--- Start ---

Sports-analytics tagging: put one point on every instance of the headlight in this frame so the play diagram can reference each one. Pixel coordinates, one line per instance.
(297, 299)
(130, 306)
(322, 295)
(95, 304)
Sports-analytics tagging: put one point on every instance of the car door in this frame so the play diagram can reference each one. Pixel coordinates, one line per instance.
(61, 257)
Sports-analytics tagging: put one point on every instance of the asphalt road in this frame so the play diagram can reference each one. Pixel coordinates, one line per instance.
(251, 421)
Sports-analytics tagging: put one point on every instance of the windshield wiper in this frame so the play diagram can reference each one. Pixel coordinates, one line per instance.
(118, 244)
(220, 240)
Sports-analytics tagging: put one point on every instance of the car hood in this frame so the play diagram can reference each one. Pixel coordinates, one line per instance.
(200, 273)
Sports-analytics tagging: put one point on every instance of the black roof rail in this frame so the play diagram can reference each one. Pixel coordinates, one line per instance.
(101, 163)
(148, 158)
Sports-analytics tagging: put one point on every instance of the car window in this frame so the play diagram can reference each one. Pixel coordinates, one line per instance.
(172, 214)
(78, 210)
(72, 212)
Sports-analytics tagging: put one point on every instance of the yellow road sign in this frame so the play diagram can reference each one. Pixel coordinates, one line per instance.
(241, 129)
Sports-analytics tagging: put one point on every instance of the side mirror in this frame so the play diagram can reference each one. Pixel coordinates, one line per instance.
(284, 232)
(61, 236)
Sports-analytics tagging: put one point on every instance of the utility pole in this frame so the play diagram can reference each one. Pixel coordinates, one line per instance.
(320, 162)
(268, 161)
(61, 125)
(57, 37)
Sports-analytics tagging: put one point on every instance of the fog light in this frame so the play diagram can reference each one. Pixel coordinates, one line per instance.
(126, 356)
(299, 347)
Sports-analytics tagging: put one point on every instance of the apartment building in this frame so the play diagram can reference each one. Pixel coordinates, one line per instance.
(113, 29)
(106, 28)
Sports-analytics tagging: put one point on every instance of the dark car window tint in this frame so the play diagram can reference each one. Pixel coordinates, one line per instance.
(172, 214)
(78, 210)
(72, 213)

--- End ---

Rewrite the data above, replacing "play diagram" with "scouting report" wherever it occurs and leaving everything else as it is.

Sports-analytics tagging: put one point on every instance of the headlight in this frame so the scouting report can reference each one. Pixel coordinates, one line per instance.
(297, 299)
(130, 306)
(322, 295)
(95, 304)
Sports-analytics tagging: put one point on every instance of the car door in this frame so the scouting report can reference each one. Pixel coordinates, one line per instance.
(61, 257)
Sports-analytics tagging: put one point on every instance of the asphalt road in this frame so the scouting report can reference each one. Pixel coordinates, one line per instance.
(251, 421)
Sports-analytics tagging: put one point on every instance of the windshield wiper in this frame so the scouting report can reference each one. Pixel coordinates, one line per instance.
(118, 244)
(220, 240)
Sports-analytics tagging: put one point on every instance of the car hood in this frame so the scouting report can reference each one. Pixel coordinates, one line per instance.
(200, 273)
Sports-analytics tagging: put one point on every instance of the black roof rail in this frame so the scouting report can reference each one. Pixel coordinates, one line per instance.
(101, 163)
(148, 158)
Sports-analytics tagging: put one point on every instance of the car window in this frame so the scouting report can reference each one. Pixel coordinates, one line per instance.
(172, 214)
(78, 210)
(72, 212)
Sports-analytics tagging: put one point on every instance of the yellow road sign in this frame so the scouting report can reference each one. Pixel coordinates, one line per instance.
(241, 129)
Sports-analytics tagging: put one point on every instance of the side mirror in this frame so the scouting report can reference each one. Pixel coordinates, one line per instance.
(284, 232)
(61, 236)
Sports-analytics tagging: put one point on every instance of the utility pole in this frame so the scouting report can reference each one. Pixel coordinates, one line per instance.
(320, 162)
(268, 161)
(61, 125)
(57, 37)
Sports-analytics tagging: put one point on every instance of the fog light in this frame so the scouting report can reference each one. Pixel coordinates, one line per instance.
(126, 356)
(299, 347)
Sports-analytics tagging: put one point on every instance of the apartment building in this frame so the scouting report can reference each one. Pixel coordinates, one line per instance.
(113, 29)
(106, 28)
Sports-analytics tagging: put one point on every instance of the dark car window tint in this frame so the scouting report can reference each one. Pixel coordinates, one line per instance.
(172, 214)
(78, 210)
(72, 213)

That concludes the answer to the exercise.